━━ Text passage
Although sample preparation for analysis tends to be time-consuming, it is crucial to quantitating toxic blood concentrations. Several biological sample preparation techniques, such as deproteinization [16], liquid–liquid extraction (LLE) [17], and solid-phase extraction (SPE), have been reported [11]. Deproteinization commonly yields poor sample purification, and the extraction efficiency of LLE is greatly affected by the physical properties of analytes. Although SPE using a manifold is generally known to be effective for the purification of samples, it is not suitable for the quick processing of multiple samples.
Contrarily, the SPE method using MonoSpin®, a Monolithic SPE column, facilitates the quick processing of multiple samples. MonoSpin® has been recently used for analysis of drugs, plant toxins, and pesticides in biological samples [18-20]. A sample preparation using MonoSpin® is almost complete by centrifugation alone, hence the convenient handling of MonoSpin®.
In this study, we developed a highly sensitive quantification method for 12 plant toxins in human serum using liquid chromatography tandem mass spectrometry (LC/MS/MS) with the quick SPE with MonoSpin®. In this paper, we selected lycorine, galanthamine, protoveratrine A, protoveratrine B, veratramine, veratridine, jervine, cyclopamine, cevadine, α-solanine, α-chaconine, and solanidine as targeted analytes based on the statistical information of Japan’s Ministry of Health, Labor, and Welfare (Fig.1 and Table 1). In Japan, these toxins exist in major toxic plants and are often detected in accidental poisoning cases, which are commonly reported in other countries [5, 21-23]. To the best of our knowledge, no simultaneous quantification methods exist for the 12 plant toxins in human serum. Two extraction methods, namely, deproteinization and SPE with MonoSpin® C18, were compared and determined for sample preparation. The analytical conditions of LC/MS/MS were also optimized for the quick quantitation of the analytes. We further validated the quantitative method using SPE with MonoSpin® C18. Finally, we applied the quantitative method to Japanese human serum and pseudo poisoning serum to evaluate the feasibility of the method.
━━━━
- **Exercise 1**: In the passage on measuring plant toxins in human serum, why is MonoSpin® convenient to handle?
- **Exercise 2**: Retype the part of the passage on measuring plant toxins in human serum starting at "Contrarily, the SPE" and ending at "handling of MonoSpin®.".
- **Exercise 3**: Write what comes next in the passage on measuring plant toxins in human serum, picking up after its final sentence.
━━ Dataset content
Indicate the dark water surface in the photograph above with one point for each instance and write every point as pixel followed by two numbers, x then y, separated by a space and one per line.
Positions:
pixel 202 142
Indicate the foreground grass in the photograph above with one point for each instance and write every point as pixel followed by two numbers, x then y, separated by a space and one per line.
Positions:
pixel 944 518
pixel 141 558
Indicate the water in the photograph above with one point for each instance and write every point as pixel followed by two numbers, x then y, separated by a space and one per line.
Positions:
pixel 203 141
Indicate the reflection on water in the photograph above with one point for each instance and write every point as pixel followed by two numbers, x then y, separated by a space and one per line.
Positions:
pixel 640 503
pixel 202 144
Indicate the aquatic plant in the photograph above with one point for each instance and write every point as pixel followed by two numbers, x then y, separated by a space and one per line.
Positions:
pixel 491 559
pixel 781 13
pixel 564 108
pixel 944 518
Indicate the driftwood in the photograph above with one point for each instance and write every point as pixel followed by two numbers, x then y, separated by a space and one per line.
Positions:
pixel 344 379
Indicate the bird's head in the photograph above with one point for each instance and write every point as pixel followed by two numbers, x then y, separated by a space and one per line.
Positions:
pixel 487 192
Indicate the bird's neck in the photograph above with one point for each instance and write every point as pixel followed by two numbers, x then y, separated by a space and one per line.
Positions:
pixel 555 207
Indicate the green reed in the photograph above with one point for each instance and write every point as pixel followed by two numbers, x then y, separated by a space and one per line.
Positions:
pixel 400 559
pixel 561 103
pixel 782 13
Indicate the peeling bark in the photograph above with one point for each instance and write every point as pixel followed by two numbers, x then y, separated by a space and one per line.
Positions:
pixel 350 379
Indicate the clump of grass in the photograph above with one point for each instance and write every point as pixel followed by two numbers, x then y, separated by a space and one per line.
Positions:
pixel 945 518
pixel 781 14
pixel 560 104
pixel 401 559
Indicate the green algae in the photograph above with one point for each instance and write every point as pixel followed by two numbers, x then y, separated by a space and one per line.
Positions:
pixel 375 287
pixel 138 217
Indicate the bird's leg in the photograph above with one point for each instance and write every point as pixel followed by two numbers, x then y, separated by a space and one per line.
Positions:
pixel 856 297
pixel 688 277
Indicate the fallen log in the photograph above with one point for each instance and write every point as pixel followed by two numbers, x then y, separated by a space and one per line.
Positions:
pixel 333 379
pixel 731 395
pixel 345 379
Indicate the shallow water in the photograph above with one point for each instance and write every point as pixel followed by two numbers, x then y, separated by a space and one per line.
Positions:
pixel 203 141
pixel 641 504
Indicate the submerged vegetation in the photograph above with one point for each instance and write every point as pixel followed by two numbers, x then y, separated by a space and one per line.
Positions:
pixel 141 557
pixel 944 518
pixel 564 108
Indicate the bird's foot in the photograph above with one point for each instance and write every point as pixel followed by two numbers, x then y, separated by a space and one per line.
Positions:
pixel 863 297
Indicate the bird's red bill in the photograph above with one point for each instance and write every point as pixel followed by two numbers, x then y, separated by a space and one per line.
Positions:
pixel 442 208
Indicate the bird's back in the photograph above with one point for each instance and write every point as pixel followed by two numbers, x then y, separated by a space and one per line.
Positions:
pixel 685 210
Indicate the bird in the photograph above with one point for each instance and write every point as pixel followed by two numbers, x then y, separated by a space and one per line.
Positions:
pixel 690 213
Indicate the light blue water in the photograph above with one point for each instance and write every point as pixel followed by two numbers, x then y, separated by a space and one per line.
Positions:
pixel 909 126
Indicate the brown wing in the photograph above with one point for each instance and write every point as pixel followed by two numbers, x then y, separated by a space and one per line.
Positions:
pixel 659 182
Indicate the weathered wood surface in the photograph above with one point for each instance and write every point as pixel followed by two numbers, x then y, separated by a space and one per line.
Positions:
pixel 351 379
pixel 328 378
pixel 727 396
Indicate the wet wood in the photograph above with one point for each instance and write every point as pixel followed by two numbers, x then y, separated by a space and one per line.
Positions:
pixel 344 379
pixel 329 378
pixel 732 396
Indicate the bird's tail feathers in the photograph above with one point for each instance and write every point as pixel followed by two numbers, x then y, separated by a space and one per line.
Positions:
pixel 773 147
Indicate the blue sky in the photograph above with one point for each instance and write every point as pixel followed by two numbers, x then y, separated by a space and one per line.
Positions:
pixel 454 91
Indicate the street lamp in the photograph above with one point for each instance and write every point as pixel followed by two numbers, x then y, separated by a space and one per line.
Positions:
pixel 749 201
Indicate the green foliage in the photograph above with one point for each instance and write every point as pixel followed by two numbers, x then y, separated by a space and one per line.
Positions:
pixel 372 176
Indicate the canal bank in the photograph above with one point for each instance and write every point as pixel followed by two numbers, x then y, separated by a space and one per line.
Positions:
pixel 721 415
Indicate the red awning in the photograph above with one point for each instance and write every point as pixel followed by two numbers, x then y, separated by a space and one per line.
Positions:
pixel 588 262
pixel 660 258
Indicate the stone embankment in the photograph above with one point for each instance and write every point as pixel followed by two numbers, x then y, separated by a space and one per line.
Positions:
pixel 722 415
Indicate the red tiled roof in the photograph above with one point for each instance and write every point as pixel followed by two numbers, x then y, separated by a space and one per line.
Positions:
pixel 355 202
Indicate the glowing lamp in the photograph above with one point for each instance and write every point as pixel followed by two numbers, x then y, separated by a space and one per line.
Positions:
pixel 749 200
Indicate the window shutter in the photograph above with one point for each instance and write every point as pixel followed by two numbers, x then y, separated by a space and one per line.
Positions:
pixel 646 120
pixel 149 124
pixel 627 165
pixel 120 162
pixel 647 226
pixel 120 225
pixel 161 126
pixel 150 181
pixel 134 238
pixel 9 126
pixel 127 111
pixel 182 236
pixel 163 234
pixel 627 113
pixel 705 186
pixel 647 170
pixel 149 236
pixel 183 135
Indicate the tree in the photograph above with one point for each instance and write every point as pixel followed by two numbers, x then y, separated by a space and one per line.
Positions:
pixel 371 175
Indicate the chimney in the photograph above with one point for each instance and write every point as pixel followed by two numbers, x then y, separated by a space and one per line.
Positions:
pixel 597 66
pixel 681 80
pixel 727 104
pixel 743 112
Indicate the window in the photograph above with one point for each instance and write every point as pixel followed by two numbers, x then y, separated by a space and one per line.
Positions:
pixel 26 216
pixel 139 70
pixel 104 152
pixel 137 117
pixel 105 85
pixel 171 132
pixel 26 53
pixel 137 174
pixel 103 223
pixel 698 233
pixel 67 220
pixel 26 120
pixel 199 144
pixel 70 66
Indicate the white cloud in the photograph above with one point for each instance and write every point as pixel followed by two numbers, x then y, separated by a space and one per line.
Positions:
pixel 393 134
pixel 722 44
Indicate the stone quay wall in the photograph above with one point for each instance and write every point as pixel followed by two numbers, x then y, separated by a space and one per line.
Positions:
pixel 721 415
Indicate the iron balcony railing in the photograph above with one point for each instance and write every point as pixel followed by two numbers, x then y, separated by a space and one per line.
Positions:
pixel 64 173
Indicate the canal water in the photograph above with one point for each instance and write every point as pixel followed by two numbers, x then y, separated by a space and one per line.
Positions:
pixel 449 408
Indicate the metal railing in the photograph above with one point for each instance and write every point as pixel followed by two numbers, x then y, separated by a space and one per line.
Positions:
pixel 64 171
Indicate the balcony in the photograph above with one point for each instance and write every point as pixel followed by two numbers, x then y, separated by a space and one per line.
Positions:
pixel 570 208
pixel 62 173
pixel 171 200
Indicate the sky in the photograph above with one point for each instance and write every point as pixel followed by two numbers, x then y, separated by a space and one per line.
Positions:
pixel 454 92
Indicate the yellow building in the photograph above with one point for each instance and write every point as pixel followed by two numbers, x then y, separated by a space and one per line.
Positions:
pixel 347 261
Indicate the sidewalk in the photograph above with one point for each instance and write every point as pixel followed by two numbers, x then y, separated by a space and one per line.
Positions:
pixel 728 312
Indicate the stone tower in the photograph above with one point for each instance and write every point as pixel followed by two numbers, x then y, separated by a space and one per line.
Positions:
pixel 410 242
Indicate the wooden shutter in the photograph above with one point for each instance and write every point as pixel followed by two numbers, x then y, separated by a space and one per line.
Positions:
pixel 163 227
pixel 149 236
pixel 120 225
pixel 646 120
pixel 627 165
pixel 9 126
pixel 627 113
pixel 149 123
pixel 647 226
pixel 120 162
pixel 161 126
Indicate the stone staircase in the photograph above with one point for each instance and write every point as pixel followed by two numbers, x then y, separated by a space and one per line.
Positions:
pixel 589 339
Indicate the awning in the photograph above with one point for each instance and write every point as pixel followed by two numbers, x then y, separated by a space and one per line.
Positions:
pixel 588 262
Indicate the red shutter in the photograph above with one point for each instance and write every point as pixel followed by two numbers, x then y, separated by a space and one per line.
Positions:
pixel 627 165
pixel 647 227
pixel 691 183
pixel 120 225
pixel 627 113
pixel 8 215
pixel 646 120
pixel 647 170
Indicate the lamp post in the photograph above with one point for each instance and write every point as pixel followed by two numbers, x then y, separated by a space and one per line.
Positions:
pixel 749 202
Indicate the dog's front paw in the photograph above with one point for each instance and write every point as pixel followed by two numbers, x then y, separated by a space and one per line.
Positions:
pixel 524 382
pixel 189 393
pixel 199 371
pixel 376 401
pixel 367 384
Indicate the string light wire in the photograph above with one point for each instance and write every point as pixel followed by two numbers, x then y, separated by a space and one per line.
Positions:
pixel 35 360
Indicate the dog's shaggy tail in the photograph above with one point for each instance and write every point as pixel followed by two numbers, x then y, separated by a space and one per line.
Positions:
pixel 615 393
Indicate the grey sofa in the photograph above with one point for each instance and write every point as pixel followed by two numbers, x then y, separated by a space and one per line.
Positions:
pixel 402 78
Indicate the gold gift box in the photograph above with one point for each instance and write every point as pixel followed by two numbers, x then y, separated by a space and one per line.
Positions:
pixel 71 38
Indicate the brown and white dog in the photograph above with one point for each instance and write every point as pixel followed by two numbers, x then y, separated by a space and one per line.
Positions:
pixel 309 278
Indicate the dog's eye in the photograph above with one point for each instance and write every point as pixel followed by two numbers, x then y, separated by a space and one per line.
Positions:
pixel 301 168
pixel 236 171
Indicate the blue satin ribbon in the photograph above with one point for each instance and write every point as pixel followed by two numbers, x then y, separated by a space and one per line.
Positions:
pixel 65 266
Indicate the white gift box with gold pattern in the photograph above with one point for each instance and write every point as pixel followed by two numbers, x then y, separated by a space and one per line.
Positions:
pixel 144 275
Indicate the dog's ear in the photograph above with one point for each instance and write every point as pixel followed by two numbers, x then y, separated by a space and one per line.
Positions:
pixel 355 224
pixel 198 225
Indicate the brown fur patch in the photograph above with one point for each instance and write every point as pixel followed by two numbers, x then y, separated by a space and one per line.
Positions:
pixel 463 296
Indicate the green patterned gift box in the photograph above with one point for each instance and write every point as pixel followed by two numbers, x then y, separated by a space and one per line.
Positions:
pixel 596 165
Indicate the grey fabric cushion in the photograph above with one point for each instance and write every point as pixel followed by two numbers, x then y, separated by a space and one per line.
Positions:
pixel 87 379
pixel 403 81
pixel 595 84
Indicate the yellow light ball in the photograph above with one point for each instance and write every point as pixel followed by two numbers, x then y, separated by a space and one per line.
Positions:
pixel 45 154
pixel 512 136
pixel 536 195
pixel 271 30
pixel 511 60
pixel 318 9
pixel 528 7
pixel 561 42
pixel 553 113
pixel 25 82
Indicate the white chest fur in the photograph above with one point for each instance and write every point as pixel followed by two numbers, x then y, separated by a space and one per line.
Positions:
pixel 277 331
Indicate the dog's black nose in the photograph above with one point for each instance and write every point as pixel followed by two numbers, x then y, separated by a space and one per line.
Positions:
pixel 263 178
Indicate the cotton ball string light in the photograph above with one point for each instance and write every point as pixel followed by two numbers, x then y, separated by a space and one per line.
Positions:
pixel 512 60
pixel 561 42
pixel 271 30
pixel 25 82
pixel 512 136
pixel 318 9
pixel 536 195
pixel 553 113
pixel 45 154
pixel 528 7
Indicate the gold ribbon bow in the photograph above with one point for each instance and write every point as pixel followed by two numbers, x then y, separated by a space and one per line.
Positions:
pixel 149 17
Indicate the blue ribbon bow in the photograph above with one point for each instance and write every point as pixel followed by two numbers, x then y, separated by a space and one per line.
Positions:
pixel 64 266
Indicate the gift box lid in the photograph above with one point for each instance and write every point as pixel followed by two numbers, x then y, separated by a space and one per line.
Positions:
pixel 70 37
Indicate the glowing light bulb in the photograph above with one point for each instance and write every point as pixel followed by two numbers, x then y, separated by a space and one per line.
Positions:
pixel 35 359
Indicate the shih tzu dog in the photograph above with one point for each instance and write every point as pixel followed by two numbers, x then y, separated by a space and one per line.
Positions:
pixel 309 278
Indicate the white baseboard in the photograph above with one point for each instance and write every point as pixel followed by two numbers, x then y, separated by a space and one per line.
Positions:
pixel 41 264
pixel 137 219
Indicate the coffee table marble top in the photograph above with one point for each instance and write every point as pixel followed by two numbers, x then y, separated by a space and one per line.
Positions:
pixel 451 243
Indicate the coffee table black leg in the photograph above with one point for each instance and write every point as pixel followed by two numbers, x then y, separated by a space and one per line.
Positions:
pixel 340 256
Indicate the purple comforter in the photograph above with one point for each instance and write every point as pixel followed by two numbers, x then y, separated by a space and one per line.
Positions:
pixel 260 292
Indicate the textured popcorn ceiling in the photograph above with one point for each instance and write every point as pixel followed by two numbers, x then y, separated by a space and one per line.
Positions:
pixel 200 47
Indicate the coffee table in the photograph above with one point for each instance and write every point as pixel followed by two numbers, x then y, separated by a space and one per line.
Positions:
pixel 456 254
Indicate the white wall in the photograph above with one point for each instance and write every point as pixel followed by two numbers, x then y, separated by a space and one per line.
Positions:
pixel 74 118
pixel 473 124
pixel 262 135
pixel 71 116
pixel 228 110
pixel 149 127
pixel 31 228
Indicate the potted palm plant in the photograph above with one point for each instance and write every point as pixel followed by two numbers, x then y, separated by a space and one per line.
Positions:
━━━━
- **Answer 1**: Sample preparation with it is almost complete by centrifugation alone.

- **Answer 2**:
Contrarily, the SPE method using MonoSpin®, a Monolithic SPE column, facilitates the quick processing of multiple samples. MonoSpin® has been recently used for analysis of drugs, plant toxins, and pesticides in biological samples [18-20]. A sample preparation using MonoSpin® is almost complete by centrifugation alone, hence the convenient handling of MonoSpin®.

- **Answer 3**:
2. Materials and methods

2.1. Chemicals and reagents

Pooled human serum and serum from individual donors was were obtained from BioIVT (Westbury, NY, US) and Tennessee Blood Services (Memphis, TN, US). Galanthamine, protoveratrine A, veratramine, veratridine, jervine, cyclopamine, cevadine, α-solanine, and α-chaconine were purchased from PhytoLab GmbH & Co. KG (Vestenbergsgreuth, Germany). Lycorine hydrochloride and protoveratrine B were obtained from SigmaAldrich (Tokyo, Japan) and solanidine from ChromaDex (Los Angeles, CA, US). These analytes are categorized in Table 1 and their chemical structures are shown in Fig.1. Yohimbine-[13C1, D3] was purchased from IsoSciences (Ambler, PA, US) and used as the internal standard (IS). High-performance liquid chromatography (HPLC)-grade acetonitrile (ACN), methanol (MeOH), and 2-propanol (IPA) were purchased from Kanto Chemical (Tokyo, Japan). Ammonium formate and liquid chromatography–mass spectrometry (LC-MS)-grade formic acid (FA) were purchased from FUJIFILM Wako Pure Chemical Corporation (Osaka, Japan). Milli-Q® water (PURELAB® Ultra, ELGA LabWater, High Wycombe, UK) was used throughout the experiments.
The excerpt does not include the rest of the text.